• _GIVEN TASK_
What is needed is an exact copy of the entries below, from the line that contains "The service SHOULD place a point on the clock frame, one" through the final line, both included, and nothing else.

• _DATASET ENTRIES_
-- -- --

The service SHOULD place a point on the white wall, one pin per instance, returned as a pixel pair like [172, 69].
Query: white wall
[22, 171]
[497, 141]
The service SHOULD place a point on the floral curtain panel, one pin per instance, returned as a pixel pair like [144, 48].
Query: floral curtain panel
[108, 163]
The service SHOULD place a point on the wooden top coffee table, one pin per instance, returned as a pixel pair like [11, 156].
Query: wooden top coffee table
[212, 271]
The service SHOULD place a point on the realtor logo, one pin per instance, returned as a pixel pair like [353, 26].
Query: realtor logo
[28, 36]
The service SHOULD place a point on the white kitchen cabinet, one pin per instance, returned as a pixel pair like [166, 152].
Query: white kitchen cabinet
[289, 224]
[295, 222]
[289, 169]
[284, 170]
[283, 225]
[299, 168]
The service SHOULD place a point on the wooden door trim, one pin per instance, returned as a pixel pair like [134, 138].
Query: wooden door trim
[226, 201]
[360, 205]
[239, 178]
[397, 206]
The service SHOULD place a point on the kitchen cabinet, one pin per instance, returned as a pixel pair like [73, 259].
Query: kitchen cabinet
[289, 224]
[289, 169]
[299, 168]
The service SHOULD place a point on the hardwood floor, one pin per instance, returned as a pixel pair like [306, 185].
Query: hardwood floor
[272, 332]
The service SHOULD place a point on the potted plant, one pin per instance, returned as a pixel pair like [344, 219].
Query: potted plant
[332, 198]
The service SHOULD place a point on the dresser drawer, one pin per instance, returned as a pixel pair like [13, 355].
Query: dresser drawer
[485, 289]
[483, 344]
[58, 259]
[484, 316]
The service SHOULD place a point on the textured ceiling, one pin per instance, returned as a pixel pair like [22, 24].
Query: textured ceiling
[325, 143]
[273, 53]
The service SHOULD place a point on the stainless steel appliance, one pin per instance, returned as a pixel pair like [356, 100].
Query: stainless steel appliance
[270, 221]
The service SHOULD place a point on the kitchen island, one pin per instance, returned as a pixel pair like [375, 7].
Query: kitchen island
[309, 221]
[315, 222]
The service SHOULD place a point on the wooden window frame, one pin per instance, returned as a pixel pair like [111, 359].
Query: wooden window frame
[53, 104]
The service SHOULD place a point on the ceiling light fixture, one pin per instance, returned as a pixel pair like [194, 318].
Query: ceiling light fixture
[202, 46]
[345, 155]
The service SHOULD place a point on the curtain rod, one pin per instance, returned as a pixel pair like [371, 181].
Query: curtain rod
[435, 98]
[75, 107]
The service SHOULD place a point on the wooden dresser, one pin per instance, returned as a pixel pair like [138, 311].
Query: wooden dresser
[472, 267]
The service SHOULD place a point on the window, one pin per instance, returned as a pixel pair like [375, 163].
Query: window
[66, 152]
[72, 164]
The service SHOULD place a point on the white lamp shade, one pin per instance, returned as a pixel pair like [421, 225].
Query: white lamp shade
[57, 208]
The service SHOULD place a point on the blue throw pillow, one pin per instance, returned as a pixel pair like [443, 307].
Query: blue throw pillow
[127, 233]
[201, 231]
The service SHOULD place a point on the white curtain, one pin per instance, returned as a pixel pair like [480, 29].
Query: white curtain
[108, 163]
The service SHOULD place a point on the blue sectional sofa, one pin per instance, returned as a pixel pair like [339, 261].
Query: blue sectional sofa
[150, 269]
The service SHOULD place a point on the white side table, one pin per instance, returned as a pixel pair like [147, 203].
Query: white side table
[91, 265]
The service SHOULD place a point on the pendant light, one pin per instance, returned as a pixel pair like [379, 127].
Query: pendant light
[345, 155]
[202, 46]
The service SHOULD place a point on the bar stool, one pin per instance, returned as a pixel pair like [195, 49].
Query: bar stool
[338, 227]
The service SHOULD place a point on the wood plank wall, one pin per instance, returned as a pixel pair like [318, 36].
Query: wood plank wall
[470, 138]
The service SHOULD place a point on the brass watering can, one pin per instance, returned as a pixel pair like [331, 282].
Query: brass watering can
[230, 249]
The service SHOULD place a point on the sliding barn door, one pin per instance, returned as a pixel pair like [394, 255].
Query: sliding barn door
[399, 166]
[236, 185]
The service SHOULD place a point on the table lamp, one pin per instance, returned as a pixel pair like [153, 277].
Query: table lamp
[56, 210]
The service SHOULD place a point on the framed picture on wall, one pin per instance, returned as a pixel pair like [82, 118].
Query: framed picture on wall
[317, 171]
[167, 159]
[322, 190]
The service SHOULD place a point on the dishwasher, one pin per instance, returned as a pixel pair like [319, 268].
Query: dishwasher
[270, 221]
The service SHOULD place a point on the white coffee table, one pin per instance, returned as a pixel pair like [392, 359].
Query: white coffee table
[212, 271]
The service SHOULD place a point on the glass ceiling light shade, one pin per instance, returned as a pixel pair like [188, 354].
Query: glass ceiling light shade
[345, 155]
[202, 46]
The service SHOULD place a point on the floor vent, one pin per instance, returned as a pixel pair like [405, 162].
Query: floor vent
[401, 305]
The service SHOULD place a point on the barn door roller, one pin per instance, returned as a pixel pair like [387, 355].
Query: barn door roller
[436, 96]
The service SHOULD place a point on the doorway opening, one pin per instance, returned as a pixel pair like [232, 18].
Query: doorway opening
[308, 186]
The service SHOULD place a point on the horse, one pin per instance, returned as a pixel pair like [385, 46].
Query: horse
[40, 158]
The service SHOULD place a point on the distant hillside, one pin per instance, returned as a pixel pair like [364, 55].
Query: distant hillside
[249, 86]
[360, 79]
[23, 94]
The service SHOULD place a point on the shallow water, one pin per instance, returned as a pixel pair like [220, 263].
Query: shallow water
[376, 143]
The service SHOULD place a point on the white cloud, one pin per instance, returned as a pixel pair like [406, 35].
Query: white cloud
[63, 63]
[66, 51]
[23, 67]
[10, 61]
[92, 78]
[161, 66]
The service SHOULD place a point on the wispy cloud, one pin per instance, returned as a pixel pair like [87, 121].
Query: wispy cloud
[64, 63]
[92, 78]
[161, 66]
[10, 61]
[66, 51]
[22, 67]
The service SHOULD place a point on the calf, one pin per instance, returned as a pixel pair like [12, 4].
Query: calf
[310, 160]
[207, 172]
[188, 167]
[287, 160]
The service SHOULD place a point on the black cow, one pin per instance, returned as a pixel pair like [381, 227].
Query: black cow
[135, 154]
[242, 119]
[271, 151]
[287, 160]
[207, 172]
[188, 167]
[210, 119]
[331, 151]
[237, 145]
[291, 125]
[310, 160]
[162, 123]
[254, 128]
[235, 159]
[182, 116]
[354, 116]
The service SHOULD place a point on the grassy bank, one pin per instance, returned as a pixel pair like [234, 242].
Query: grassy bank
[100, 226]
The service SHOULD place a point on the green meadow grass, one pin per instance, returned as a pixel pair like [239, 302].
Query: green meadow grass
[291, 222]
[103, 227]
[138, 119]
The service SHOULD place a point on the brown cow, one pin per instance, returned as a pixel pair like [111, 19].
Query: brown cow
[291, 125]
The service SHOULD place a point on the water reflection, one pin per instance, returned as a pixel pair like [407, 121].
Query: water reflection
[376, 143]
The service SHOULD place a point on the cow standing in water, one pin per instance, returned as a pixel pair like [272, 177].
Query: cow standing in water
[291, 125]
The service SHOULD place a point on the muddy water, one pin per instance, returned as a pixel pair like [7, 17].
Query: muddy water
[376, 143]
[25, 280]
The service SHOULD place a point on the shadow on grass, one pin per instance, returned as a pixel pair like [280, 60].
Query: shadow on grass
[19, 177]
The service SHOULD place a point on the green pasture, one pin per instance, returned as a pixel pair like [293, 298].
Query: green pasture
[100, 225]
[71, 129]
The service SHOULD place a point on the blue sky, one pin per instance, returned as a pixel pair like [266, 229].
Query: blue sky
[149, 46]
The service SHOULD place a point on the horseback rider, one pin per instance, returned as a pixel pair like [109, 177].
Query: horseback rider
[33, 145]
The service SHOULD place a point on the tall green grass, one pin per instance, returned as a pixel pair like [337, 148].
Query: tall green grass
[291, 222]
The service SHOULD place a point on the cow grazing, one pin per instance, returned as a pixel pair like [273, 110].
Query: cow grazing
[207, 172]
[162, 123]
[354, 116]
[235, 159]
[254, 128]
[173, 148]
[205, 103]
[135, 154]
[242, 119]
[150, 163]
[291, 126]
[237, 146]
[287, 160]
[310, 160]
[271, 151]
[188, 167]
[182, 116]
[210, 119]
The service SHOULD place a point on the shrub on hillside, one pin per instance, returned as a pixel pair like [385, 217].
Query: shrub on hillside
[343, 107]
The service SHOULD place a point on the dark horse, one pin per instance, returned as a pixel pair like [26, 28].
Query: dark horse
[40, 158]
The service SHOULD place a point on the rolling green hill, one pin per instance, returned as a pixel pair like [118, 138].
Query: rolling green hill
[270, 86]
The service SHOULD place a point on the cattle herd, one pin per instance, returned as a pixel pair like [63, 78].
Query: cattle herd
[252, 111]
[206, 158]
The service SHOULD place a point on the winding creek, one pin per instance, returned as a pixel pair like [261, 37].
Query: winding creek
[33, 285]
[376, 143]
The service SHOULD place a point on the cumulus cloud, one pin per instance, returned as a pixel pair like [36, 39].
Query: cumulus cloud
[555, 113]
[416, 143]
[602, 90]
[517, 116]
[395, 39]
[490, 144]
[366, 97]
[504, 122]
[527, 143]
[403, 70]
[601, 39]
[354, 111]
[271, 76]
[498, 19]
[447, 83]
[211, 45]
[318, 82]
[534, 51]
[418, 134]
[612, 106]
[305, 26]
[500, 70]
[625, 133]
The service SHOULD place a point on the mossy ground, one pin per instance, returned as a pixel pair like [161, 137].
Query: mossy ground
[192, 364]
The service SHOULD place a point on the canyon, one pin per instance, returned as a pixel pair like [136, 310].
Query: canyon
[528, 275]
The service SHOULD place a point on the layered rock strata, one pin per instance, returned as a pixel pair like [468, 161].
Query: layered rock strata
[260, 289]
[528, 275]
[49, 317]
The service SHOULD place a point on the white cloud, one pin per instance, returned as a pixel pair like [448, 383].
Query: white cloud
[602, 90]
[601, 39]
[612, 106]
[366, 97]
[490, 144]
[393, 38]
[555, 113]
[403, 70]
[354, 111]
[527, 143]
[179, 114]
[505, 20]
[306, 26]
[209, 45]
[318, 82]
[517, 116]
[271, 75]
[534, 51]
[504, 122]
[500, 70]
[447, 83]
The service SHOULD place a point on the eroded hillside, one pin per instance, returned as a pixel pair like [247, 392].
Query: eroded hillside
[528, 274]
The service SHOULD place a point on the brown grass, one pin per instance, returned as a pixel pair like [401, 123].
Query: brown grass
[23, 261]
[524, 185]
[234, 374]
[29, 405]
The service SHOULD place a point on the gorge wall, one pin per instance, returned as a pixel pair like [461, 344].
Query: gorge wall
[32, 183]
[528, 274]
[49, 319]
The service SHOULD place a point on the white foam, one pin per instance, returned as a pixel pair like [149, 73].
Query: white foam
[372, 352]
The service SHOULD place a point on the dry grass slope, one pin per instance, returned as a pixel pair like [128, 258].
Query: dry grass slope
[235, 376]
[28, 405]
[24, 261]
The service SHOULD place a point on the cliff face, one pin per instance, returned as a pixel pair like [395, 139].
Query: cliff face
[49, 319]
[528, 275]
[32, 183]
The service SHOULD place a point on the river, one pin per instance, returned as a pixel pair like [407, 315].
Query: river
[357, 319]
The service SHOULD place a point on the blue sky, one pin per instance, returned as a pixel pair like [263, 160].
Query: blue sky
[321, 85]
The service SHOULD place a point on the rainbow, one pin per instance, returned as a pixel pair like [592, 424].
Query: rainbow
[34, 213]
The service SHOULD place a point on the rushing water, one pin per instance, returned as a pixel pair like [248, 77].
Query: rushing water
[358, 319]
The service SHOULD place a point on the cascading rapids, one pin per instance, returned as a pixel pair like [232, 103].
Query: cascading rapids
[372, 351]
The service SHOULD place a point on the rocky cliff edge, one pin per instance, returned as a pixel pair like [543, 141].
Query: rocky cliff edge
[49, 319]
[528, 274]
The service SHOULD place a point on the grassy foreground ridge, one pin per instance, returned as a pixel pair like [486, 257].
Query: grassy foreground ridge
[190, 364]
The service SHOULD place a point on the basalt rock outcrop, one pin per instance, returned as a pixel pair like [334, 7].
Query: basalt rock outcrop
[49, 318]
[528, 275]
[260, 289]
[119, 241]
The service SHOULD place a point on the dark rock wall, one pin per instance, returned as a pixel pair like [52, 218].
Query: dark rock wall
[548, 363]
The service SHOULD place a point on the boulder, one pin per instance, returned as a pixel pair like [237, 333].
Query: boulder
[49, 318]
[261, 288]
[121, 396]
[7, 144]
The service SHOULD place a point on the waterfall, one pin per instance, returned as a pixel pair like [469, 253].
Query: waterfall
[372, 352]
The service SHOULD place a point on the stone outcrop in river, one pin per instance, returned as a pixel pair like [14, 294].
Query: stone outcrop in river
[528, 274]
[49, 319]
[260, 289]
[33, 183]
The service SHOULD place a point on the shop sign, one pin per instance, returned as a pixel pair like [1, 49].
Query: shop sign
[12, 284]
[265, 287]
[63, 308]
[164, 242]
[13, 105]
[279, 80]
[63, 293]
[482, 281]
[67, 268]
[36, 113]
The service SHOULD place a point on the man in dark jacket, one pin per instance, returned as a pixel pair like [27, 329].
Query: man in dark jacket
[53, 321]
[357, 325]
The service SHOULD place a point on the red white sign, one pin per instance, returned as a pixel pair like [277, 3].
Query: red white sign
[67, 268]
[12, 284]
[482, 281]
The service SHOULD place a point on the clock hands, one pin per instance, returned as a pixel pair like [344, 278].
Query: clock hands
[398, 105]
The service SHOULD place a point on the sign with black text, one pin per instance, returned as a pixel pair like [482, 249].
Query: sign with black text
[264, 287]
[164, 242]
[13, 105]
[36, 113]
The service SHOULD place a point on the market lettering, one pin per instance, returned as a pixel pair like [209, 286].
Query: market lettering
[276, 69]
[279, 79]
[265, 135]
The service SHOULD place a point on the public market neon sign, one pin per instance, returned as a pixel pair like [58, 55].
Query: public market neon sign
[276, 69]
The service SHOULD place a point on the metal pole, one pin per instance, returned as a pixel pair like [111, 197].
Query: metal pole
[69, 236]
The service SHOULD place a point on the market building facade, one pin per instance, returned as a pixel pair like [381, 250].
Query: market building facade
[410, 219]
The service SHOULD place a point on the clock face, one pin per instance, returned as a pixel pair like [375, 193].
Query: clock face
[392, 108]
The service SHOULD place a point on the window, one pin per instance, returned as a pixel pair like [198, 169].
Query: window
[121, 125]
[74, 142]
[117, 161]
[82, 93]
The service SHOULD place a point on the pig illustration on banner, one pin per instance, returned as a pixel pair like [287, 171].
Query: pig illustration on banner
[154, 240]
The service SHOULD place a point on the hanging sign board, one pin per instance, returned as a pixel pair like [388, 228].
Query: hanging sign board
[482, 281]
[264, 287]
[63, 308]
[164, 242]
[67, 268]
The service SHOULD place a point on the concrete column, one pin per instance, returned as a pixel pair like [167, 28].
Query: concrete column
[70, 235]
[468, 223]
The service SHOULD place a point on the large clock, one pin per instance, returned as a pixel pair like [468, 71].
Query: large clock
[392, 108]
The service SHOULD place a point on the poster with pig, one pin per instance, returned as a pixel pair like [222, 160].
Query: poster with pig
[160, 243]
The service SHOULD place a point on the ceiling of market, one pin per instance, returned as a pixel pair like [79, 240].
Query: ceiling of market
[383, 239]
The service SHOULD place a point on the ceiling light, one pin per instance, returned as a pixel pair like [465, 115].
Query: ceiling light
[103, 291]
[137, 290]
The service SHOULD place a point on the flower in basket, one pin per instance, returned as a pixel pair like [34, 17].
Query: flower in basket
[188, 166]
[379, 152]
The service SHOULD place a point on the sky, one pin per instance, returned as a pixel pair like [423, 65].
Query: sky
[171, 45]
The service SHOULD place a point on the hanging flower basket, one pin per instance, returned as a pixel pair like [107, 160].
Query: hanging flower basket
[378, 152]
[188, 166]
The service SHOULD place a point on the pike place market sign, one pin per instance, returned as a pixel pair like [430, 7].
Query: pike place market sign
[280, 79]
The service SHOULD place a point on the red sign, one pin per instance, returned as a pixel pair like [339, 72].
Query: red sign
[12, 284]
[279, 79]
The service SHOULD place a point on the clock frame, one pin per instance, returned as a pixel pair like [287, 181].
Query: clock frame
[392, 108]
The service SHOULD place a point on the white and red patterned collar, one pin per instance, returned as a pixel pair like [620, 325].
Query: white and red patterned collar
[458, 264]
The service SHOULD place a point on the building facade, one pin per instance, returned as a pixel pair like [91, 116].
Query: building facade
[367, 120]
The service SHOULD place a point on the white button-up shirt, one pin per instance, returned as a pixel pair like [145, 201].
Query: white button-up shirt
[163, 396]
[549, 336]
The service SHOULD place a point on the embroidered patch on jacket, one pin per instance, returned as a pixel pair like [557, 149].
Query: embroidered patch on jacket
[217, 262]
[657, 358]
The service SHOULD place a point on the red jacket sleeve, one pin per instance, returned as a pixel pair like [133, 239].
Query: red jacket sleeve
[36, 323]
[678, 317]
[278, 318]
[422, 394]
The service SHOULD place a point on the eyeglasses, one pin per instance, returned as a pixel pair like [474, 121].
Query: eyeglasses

-- -- --

• _ANSWER TO THE TASK_
The service SHOULD place a point on the clock frame, one pin per instance, returned as a pixel pair like [287, 181].
Query: clock frame
[392, 108]
The service SHOULD place a point on the white and red patterned collar, one pin per instance, returned as a pixel pair like [620, 325].
Query: white and red patterned collar
[458, 264]
The service SHOULD place a point on the building facade, one pin per instance, returned as a pixel pair like [91, 116].
Query: building facade
[367, 120]
The service SHOULD place a point on the white button-up shirt, one pin per instance, returned as a pixel pair like [145, 201].
Query: white button-up shirt
[163, 396]
[549, 336]
The service SHOULD place a point on the embroidered patch on jacket, one pin per instance, returned as a pixel pair like [557, 149].
Query: embroidered patch on jacket
[217, 262]
[657, 358]
The service SHOULD place a point on the red jacket sleeve, one pin per instance, returned as a pixel pair like [133, 239].
Query: red jacket sleeve
[36, 323]
[678, 317]
[278, 318]
[422, 394]
The service SHOULD place a point on the eyeglasses, one pin per instance, returned as a pixel pair like [474, 121].
Query: eyeglasses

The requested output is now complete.